Page excerpt –

=== Section Start ===

(Welp, I didn't make it into Cannonball Read, but it's still a good goal to pursue. If I make it, maybe I'll donate some money)
I’m irritated that I have to return this novel to the library at work. It’s been gone too long and its absence might be noticed.
My place of employment’s library is filled with brown books, thick books. Books whose innards haven’t seen the light of day in years. Books that lend that particular musty scent to a room that already smells of mildew and fluorescent lighting. It is a room full of ancient learning and one that I occasionally peruse when a group isn’t in there.
I found this book hidden amongst the brown like a little green leaf. It’s a little out of place—you don’t see many Indian authors side-by-side with Rashi, Maimonides, and Uris. So I took it and smuggled it back to my desk. And now that it’s time to return it, I’m hesitant.
The God of Small Things time travels through the lives and histories of Estha and Rahel, a pair of fraternal twins, in their small Indian village. Through them, we see a rise of a family of industry amidst a population that is still painfully poor. Then, in Flannery O’Conner-esque turn of events, we see the high brought low and an ordered world churned into chaos. A family may be at the story’s heart, but it is the history of India and the impossibilities of progress with a rigid caste system are the veins and arteries.

=== Section End ===

Parts of the exercise –
(1) Answer from the post about The God of Small Things.
(a) What color does the post give for the books that fill the library at work?
(b) Which three names does the post list as the company the novel was out of place among?
(c) How does the post describe Estha and Rahel?
(2) Extend the post about The God of Small Things by writing the paragraph that comes after its last sentence.
The records that come next are separate material and have no connection to the text above.

Region pointing data:
=== Section Start ===

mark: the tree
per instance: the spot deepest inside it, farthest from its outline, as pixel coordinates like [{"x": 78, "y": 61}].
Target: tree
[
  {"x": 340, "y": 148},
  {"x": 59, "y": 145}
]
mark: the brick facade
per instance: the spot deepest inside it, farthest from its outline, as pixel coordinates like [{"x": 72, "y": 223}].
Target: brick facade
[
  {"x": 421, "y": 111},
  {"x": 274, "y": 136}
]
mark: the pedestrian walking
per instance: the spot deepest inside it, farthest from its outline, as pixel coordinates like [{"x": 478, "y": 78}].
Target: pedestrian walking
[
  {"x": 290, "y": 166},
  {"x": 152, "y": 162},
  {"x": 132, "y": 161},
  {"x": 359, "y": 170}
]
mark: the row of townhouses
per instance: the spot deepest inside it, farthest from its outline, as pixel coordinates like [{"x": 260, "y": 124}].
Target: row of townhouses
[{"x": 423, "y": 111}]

=== Section End ===

Set of answers –
(1)
(a) Brown.
(b) Rashi, Maimonides, and Uris.
(c) As a pair of fraternal twins.

(2)
The God of Small Things is a novel that is meant to be read twice in quick succession. It’s not thick—a mere 321 pages—and it doesn’t ask me to explore Newtonian physics, but it does ask to be read more than once. John Updike commented in The New Yorker that it’s “[a] novel of real ambition that must invent its own language.” Roy realizes that English cannot adequately portray the thoughts of a child or a translation of a foreign tongue. She incises nouns like a plastic surgeon and grafts in adjectives, creating words that, like a crooked nose suddenly made straight, you wonder how the English language ever existed before its creation. She forces our mother tongue into concepts not made for our culture—and she makes us understand.
Reading in what essentially becomes a foreign language is not simple for those who just expected to read a story about Indian culture. I re-read the introduction about four times and only grasped every detail by the final read. I finally realized that I could never make it through the book if I continued backtracking, so I plunged ahead like a jungle explorer. I finished—but at what cost? There are many sentences tittering in my wake, mocking my unseemly and unEnglishmajorly haste. So I’ll have to read it again.
But first I’ll have to put it back amongst the brown truck books, a little green leaf resting on the forest floor.